Return each line of the data that follows exactly as it reads.
********************
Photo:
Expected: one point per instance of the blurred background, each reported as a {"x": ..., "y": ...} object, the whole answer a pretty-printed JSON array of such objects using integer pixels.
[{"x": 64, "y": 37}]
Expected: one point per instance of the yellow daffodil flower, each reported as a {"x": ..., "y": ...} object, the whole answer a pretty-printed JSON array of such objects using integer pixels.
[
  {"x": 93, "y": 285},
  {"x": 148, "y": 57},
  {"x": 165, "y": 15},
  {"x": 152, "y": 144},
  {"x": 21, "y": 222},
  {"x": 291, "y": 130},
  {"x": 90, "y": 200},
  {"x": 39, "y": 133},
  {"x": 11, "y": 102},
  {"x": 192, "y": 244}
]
********************
> EXPECTED ANSWER:
Photo:
Expected: one point per instance of the blurred background, each reported as a {"x": ..., "y": ...} object, the whole answer a pretty-printed JSON array of such objects using integer pixels.
[{"x": 64, "y": 37}]
Expected: one point per instance of the yellow daffodil flower, each reported as a {"x": ..., "y": ...} object, the whole answer a pretty-printed JSON array of such objects using integer pixels.
[
  {"x": 93, "y": 285},
  {"x": 148, "y": 57},
  {"x": 165, "y": 15},
  {"x": 152, "y": 144},
  {"x": 21, "y": 222},
  {"x": 291, "y": 130},
  {"x": 90, "y": 200},
  {"x": 39, "y": 133},
  {"x": 11, "y": 102},
  {"x": 192, "y": 244}
]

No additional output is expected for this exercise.